Work to be completed: Write out the stretch from the start of the records through the line containing "column 81, row 231" again, swapping "rear wheel" for "back wheel" and leaving everything else the same.

Object position labeling records
=-=-=-=-=

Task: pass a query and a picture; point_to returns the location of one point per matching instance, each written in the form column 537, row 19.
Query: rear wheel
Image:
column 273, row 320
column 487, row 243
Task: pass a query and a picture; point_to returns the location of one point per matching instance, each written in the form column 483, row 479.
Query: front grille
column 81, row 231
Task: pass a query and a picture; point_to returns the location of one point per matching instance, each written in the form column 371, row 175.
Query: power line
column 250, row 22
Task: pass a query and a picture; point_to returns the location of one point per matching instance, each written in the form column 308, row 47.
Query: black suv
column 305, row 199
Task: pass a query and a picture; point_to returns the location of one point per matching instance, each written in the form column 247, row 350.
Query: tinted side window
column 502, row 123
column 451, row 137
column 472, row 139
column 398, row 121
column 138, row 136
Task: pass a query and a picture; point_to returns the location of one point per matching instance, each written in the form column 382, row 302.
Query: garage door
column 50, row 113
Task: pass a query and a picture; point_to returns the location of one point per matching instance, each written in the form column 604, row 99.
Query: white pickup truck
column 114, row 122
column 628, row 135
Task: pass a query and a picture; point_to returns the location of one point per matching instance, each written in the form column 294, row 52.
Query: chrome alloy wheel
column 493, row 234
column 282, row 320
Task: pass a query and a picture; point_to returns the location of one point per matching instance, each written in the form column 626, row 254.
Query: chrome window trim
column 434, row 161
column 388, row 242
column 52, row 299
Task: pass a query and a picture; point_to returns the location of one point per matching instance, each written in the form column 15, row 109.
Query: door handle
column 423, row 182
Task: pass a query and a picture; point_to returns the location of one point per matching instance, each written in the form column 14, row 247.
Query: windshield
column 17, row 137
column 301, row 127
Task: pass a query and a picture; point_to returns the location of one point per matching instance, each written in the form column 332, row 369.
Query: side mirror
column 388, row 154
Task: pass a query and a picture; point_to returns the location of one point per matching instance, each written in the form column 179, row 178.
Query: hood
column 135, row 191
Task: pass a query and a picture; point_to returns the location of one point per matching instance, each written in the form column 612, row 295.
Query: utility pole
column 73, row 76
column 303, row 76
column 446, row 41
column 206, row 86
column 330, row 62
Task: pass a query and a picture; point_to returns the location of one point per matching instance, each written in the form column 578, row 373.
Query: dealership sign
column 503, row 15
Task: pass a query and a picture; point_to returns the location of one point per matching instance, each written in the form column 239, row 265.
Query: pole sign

=-=-=-=-=

Exercise solution:
Task: pass a query and a picture; point_to returns the location of one point per matching instance, each written in the form column 537, row 19.
Query: back wheel
Image:
column 273, row 320
column 487, row 243
Task: pass a query and a picture; point_to returns the location of one point per matching instance, each written in the form column 483, row 479.
Query: front grille
column 81, row 231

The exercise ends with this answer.